> **PROBLEM**:
Using the data below, print exactly the line with "Target: grass lawn", the line with "Target: front grille", and every line between them, but none of the pictures.

> **Image-grounded pointing data**:
========

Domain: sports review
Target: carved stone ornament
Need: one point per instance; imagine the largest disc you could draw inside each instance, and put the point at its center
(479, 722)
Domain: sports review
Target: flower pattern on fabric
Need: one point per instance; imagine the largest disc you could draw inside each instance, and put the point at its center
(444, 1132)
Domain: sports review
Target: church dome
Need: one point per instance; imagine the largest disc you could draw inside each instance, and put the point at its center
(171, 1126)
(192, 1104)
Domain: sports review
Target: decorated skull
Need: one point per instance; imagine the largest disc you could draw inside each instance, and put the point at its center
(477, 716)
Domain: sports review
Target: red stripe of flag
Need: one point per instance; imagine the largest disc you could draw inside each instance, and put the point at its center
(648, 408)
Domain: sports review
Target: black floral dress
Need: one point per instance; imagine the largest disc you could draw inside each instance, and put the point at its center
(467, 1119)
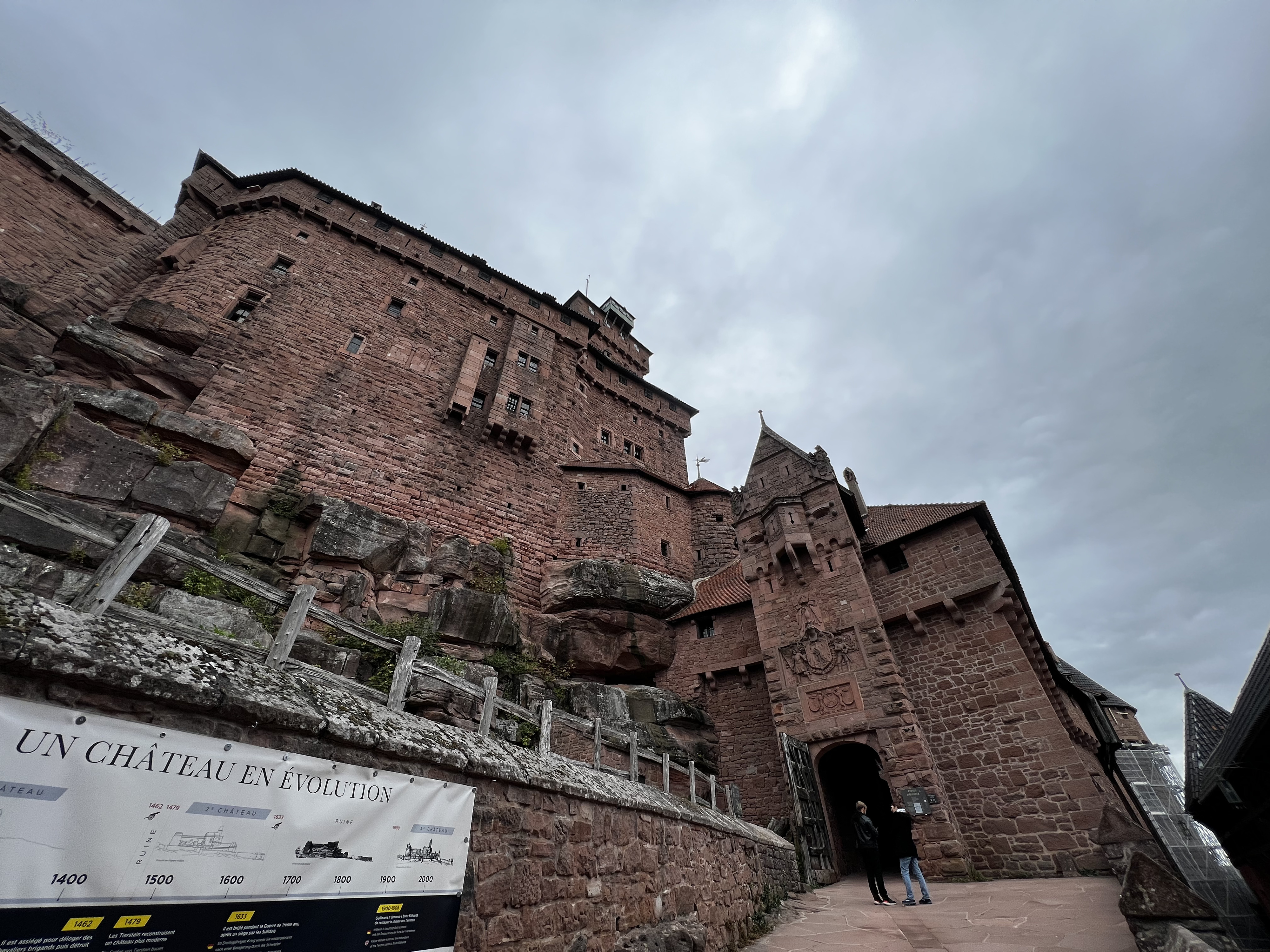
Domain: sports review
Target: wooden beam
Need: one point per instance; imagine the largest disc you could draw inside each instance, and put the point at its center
(403, 672)
(114, 574)
(544, 729)
(286, 638)
(487, 711)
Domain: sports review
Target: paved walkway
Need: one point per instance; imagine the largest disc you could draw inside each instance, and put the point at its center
(1006, 916)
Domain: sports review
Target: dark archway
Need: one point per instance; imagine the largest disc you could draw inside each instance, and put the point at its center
(849, 774)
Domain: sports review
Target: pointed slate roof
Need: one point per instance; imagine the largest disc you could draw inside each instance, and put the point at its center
(1083, 682)
(1206, 724)
(887, 524)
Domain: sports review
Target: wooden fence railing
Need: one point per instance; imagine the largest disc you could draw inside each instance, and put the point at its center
(148, 536)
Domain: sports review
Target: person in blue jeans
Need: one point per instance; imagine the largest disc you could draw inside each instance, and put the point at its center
(906, 850)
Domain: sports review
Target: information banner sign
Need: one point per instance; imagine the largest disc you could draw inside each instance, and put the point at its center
(124, 836)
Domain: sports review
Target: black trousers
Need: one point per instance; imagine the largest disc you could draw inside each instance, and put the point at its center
(873, 869)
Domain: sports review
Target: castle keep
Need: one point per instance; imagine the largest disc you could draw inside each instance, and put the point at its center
(327, 395)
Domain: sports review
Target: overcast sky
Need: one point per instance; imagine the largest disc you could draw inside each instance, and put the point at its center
(1004, 252)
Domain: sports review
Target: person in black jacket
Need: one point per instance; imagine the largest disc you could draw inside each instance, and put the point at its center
(867, 842)
(907, 852)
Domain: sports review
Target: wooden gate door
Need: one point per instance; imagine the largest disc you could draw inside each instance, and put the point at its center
(812, 831)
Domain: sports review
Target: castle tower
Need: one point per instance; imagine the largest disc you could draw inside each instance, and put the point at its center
(832, 677)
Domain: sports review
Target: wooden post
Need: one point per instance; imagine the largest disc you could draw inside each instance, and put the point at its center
(403, 672)
(487, 711)
(114, 574)
(544, 729)
(286, 638)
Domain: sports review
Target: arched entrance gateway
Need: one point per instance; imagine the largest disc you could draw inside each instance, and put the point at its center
(850, 772)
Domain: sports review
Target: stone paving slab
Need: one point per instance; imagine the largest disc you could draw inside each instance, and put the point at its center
(1006, 916)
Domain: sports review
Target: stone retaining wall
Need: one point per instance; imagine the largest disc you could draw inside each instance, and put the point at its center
(562, 857)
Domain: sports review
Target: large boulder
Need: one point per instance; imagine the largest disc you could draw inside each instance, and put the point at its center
(214, 433)
(167, 324)
(29, 407)
(84, 459)
(474, 618)
(191, 491)
(130, 404)
(356, 534)
(210, 615)
(601, 583)
(100, 345)
(600, 642)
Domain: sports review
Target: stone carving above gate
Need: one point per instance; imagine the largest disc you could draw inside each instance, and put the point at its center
(820, 653)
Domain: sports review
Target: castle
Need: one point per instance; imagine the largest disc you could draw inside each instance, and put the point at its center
(332, 397)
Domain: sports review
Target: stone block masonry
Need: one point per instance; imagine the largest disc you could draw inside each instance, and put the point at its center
(562, 857)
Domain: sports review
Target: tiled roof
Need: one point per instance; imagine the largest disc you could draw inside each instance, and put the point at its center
(1083, 682)
(1206, 725)
(887, 524)
(727, 587)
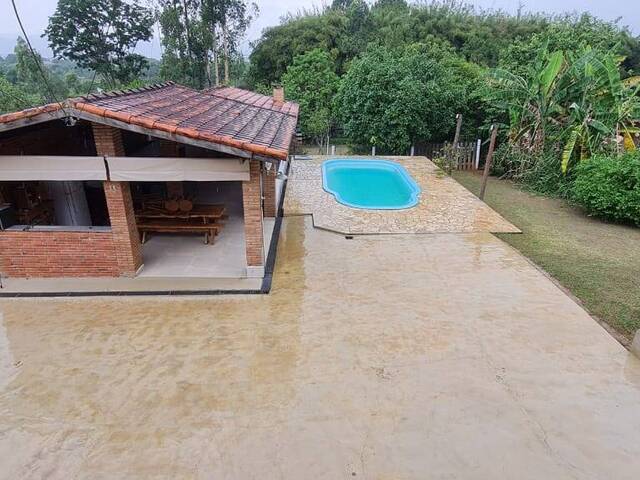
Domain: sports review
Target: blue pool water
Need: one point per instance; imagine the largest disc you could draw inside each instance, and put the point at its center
(370, 184)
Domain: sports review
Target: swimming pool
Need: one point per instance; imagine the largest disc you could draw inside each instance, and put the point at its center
(370, 184)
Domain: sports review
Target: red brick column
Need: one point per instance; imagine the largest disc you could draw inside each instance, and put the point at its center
(118, 194)
(269, 191)
(108, 140)
(252, 203)
(171, 149)
(123, 227)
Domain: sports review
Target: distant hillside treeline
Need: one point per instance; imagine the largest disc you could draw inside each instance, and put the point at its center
(347, 28)
(22, 84)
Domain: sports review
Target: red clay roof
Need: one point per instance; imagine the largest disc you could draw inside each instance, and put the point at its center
(226, 116)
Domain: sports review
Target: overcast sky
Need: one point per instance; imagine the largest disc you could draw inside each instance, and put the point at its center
(34, 15)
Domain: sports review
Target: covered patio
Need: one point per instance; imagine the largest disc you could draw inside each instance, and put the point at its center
(189, 180)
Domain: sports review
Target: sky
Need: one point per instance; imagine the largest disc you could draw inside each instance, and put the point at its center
(34, 14)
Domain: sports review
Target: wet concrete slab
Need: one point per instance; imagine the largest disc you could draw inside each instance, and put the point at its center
(387, 357)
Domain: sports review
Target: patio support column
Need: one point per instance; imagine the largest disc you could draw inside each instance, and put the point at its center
(269, 189)
(253, 232)
(109, 142)
(172, 149)
(123, 227)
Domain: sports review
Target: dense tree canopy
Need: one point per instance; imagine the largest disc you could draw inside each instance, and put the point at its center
(391, 98)
(347, 27)
(312, 82)
(201, 40)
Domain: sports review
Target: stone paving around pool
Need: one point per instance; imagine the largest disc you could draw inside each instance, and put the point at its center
(445, 206)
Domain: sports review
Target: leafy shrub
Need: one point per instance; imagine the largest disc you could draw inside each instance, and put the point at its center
(539, 173)
(609, 187)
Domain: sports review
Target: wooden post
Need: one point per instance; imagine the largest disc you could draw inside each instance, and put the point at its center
(456, 137)
(487, 164)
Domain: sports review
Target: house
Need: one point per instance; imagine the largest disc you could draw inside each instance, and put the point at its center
(84, 182)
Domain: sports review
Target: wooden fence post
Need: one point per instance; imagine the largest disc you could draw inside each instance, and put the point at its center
(456, 140)
(487, 164)
(456, 137)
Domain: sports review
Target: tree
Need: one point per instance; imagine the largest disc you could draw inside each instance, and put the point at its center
(13, 98)
(312, 82)
(197, 34)
(101, 35)
(392, 98)
(30, 70)
(574, 101)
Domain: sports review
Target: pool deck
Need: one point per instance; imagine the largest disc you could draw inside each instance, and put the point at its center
(445, 206)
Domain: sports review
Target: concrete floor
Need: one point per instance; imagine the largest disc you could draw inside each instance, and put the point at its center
(388, 357)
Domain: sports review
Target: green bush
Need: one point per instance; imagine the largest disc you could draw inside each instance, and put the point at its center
(609, 187)
(539, 173)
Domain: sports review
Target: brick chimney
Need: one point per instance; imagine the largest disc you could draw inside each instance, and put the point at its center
(278, 94)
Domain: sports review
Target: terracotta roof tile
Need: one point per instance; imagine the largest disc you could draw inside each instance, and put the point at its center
(228, 116)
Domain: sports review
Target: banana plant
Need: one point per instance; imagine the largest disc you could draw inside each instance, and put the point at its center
(576, 99)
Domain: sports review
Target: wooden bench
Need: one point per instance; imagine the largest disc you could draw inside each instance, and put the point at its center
(210, 230)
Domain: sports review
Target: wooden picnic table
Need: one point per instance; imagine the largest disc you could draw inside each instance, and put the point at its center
(201, 219)
(208, 213)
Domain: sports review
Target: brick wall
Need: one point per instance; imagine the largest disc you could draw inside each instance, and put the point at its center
(118, 194)
(108, 140)
(58, 254)
(269, 191)
(252, 203)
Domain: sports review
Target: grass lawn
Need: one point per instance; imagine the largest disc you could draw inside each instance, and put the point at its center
(597, 261)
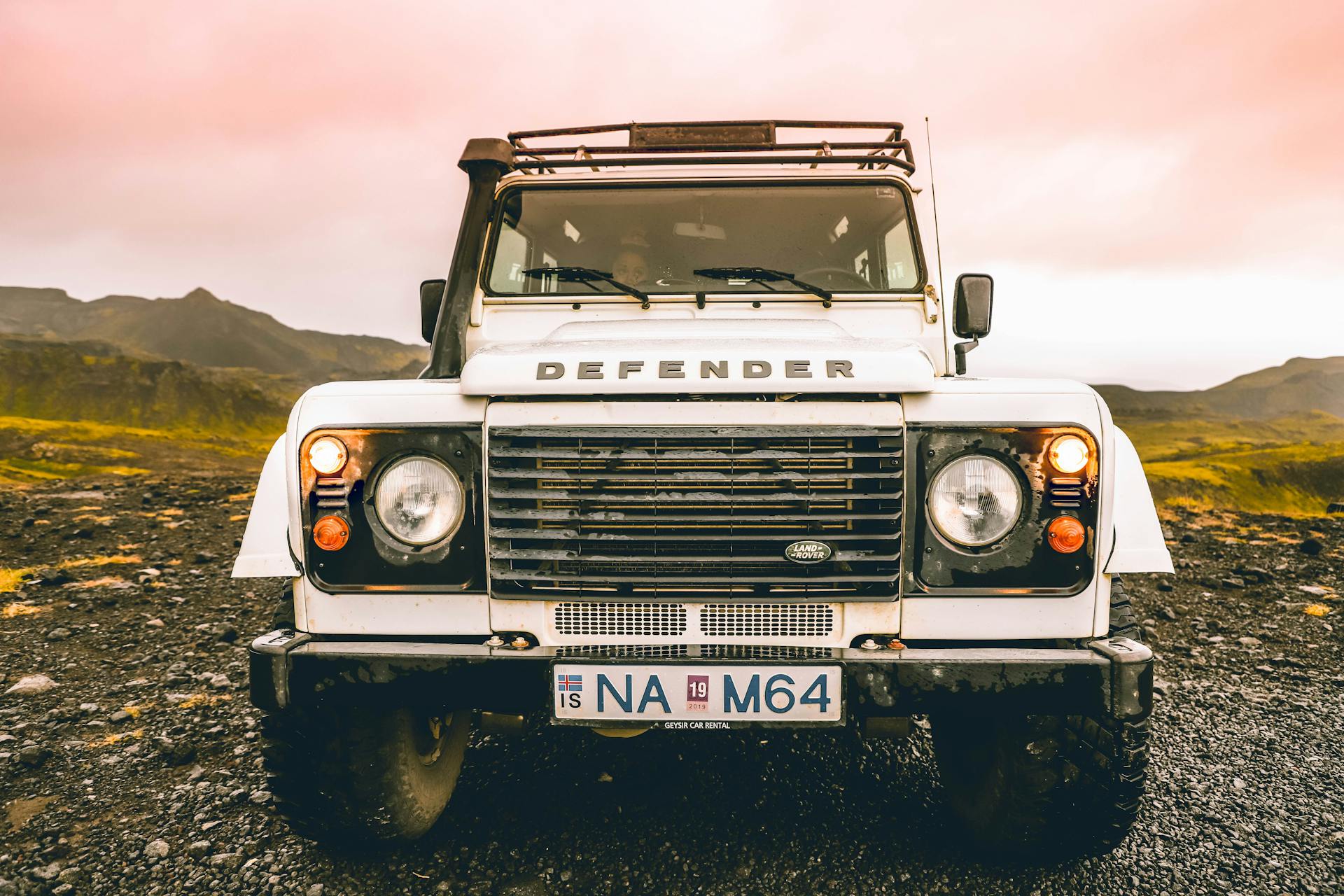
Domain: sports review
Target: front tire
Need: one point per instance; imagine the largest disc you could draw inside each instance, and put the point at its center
(1049, 788)
(1046, 788)
(363, 773)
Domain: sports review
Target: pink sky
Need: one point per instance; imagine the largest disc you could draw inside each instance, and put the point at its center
(1168, 174)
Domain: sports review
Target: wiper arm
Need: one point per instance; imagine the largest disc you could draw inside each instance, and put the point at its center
(575, 274)
(765, 276)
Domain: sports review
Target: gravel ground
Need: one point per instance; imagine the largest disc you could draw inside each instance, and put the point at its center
(139, 770)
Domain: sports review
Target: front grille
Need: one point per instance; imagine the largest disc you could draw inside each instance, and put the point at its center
(694, 514)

========

> **TASK RESULT**:
Target: grass lawn
Need: one point per instance; imagine the largest disc you could draw inside each instance, and put the point at its center
(597, 261)
Domain: sports review
Target: front tire
Need: one point per instance; imagine the largest disc you could draw inside each instance, and put the point at its center
(1049, 788)
(1046, 788)
(363, 773)
Domain: sports review
Target: pink sky
Need: one point per instance; imagine the largest disc you could draw inside each instance, and put the point at its center
(1168, 174)
Domain: sports review
Target: wiper arm
Need: one point per instance; imagine the largest disc you could draw inside each instance, and put the point at its center
(575, 274)
(765, 276)
Domain: sports review
Target: gravel ground
Need: one point per instance; imagine the largest disc you could draw inside each instance, and put the point at its center
(139, 770)
Domain: sports review
Target: front grille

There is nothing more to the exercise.